Could you resume the commentary below on senior management's turn to proprietary trading, continuing right after its last sentence?

---------- TEXT

The first response to this is simply: Aarrrrrrrrrrrgh! What is senior management thinking? I'd guess two things - and both are flawed beyond comprehension.

The first is that prop is always a quick way to build the P&L (assuming, of course, that it pays off). Given the horrors of the past year, outsized returns towards year-end would be much appreciated. And given that bonuses are already likely to be negligible, the immediate downside from any losses will be minimal.

The second rationale, and one that's equally disturbing, is the view that this is too good an opportunity to miss. This argument goes that valuations and relative values are so incredibly skewed compared to historical norms that there are huge amounts of money to be made in the market right now.

For example, convertible bonds are trading well below their bond floors, equity correlations are at incredible highs, and a fundamental valuation of almost any asset will suggest it's exceptionally cheap. All of these speak, in normal times, to great trading opportunities.

--------------------
---------- INFORMATION PROVIDED

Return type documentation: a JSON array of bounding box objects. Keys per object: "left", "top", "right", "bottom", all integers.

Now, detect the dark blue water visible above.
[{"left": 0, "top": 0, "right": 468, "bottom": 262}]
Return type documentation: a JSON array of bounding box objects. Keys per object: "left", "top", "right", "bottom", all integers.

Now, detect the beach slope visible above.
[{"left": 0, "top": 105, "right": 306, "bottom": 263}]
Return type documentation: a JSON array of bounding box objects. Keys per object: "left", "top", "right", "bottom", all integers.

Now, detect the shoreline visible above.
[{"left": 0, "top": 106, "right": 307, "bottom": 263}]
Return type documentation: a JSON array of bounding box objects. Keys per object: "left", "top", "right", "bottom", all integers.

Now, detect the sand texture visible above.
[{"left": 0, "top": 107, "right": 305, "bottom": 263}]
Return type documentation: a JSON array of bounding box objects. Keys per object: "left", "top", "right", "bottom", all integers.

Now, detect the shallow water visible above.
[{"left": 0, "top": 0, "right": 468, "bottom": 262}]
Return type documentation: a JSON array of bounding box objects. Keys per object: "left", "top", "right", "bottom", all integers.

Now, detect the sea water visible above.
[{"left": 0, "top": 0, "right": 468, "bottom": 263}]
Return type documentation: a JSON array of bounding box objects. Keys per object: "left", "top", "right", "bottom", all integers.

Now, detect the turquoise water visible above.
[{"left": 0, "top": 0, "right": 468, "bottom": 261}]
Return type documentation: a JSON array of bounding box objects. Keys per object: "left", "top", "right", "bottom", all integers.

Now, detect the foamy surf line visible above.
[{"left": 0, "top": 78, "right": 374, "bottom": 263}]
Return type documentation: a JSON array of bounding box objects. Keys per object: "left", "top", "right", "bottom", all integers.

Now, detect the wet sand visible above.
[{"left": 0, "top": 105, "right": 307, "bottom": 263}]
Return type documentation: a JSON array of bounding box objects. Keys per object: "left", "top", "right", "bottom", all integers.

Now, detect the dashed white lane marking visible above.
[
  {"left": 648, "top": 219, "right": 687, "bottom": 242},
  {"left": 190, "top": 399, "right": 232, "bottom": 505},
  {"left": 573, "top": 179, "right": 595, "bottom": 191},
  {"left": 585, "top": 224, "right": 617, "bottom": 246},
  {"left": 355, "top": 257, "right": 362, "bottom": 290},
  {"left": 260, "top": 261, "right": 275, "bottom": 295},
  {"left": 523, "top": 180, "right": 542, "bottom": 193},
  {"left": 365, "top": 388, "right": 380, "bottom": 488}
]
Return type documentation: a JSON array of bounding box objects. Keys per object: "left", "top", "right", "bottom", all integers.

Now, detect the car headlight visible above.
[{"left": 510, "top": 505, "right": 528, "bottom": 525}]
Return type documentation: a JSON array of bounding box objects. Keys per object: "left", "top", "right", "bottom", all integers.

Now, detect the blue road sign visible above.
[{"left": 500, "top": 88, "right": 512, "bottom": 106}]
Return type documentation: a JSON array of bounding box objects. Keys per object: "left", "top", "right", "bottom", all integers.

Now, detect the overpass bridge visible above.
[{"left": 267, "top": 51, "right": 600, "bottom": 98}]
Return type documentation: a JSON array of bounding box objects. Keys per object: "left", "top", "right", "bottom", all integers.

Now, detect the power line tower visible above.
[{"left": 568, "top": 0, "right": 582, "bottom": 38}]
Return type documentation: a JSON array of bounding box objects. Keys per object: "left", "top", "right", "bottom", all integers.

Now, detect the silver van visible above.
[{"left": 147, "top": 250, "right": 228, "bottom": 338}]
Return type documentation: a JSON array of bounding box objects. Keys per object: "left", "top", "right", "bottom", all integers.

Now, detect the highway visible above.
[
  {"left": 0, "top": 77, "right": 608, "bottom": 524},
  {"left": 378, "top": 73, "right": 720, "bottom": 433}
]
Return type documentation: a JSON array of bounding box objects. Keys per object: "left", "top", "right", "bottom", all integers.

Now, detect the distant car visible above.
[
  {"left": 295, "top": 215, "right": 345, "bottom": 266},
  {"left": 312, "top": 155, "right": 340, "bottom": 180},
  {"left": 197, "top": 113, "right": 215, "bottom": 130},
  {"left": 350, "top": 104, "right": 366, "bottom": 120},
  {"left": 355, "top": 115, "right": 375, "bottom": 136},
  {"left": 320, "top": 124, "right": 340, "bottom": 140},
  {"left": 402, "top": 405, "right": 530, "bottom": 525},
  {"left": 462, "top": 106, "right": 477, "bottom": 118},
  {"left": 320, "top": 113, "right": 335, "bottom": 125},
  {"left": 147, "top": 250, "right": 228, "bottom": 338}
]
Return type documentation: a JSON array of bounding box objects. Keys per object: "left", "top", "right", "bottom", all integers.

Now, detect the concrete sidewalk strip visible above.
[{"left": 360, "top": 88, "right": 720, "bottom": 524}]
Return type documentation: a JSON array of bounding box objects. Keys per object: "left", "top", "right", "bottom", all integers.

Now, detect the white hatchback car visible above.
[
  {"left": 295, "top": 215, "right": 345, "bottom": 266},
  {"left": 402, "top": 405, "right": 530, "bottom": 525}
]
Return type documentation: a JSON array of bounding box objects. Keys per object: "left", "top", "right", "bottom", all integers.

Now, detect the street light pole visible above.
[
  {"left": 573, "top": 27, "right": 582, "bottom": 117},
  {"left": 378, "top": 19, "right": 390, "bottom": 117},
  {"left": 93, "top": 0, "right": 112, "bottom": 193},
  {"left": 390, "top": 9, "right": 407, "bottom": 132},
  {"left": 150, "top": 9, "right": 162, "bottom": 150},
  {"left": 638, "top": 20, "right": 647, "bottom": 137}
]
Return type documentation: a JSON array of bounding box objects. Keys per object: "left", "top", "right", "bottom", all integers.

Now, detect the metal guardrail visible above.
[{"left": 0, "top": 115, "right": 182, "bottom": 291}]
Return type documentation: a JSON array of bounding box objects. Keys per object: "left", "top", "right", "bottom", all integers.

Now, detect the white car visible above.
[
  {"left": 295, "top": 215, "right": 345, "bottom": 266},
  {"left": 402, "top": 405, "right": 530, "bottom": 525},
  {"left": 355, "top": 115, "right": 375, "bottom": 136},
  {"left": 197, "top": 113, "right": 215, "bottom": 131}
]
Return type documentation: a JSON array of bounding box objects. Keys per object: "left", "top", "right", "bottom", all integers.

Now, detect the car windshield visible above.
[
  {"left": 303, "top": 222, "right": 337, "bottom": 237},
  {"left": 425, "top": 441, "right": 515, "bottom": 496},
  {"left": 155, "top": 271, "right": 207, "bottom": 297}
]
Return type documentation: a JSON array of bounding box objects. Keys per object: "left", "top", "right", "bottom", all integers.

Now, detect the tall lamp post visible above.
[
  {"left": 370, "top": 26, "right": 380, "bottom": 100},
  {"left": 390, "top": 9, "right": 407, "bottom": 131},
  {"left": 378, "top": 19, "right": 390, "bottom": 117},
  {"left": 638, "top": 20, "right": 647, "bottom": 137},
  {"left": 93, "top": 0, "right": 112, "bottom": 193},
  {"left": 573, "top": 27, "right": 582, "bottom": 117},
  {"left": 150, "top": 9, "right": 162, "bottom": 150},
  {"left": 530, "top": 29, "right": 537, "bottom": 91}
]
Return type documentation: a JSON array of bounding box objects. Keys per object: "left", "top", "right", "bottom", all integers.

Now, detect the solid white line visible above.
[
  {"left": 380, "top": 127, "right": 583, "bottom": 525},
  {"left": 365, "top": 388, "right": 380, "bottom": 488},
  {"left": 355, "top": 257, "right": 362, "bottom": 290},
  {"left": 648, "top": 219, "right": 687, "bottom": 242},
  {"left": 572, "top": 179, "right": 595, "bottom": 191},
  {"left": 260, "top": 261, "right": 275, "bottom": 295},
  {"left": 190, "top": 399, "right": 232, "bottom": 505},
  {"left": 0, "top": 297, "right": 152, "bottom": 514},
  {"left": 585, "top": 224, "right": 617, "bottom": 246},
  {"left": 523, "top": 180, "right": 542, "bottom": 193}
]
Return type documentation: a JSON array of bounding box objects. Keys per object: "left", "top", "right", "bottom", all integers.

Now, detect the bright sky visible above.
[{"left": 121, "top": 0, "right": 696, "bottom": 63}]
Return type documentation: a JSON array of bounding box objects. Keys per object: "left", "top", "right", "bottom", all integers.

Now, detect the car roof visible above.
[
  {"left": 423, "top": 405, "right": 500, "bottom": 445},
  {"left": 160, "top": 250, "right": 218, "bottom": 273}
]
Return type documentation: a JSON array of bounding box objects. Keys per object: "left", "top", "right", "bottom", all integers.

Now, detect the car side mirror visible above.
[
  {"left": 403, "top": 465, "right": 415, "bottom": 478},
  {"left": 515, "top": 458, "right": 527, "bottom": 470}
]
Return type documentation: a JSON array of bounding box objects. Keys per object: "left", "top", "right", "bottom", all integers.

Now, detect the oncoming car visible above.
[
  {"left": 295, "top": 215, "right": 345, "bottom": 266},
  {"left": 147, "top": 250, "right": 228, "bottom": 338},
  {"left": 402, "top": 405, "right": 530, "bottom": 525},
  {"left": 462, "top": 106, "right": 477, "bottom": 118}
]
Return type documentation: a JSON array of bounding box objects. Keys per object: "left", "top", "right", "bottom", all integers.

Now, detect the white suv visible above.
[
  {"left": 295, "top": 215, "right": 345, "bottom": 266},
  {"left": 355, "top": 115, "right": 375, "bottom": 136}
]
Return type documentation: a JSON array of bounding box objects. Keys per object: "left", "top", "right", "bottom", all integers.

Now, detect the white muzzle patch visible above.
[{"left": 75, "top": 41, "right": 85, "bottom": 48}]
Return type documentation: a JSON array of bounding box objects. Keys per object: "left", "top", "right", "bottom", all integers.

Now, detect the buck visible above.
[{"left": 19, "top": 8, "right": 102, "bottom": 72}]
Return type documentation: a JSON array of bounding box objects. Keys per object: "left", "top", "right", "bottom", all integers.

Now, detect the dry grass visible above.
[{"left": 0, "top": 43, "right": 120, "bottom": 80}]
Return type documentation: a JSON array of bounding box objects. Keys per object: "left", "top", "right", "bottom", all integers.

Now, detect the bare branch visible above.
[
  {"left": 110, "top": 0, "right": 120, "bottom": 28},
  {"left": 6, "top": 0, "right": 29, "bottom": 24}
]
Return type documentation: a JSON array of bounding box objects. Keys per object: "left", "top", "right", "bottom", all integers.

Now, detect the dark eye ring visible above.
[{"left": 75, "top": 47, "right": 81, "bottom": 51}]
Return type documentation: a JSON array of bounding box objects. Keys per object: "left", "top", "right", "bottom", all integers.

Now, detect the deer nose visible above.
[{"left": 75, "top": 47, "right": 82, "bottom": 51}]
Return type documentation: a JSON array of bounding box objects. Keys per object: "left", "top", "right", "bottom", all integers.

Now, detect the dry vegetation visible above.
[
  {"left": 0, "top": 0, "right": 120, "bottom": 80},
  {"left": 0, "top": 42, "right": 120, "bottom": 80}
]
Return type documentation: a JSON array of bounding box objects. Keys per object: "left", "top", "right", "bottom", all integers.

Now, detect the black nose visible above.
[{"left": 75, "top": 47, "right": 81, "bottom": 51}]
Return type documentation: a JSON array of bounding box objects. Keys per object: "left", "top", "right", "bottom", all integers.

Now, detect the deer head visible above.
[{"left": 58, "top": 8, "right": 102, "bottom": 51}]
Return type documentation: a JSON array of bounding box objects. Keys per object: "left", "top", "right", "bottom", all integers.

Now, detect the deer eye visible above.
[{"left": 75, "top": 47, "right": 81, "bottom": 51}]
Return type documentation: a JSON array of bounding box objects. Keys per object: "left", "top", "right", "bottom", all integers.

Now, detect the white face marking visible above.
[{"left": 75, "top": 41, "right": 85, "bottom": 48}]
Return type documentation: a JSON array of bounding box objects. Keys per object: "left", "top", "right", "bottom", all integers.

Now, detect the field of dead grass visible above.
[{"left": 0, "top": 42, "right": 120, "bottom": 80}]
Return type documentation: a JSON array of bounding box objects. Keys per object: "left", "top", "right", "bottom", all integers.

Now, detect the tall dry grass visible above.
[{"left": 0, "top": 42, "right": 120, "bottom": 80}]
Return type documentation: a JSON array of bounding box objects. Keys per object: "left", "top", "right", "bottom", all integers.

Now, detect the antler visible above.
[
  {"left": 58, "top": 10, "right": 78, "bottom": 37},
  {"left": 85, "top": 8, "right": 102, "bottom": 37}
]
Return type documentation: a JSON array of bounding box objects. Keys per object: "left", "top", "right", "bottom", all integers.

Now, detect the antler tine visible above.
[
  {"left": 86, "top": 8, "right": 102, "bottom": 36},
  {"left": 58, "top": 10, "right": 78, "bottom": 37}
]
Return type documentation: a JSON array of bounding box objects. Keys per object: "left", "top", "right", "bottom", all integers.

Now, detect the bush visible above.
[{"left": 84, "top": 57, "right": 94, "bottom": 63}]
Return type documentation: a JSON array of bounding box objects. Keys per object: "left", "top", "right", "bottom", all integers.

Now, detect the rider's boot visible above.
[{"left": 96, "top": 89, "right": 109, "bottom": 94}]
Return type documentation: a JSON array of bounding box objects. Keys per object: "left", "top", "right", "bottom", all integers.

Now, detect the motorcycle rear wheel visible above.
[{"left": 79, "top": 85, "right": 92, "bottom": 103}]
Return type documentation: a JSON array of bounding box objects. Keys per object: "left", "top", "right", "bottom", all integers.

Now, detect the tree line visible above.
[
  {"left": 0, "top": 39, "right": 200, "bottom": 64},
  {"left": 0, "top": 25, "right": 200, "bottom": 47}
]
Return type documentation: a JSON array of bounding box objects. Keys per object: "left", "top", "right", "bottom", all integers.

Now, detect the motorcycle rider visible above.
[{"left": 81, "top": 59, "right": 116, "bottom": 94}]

--------------------

REPLY
These, however, are not normal times and traders need to appreciate that. Trades may be directionally correct, but market irrationality outlasts people's ability to bear mark to market losses.

Banks should know better. The market is so far removed from standard conditions that we can pretty much throw out every trading strategy for now. Risk remains unprecedentedly high, and worryingly no-one really understands it.

Therefore, the only strategy that works without luck in this environment is to be highly conservative and minimize risk. Having tried and lost, the banks have no choice now but to curtail their prop trading activities across all asset classes - and not just in those that we already knew were toxic markets. Prop traders should really be history.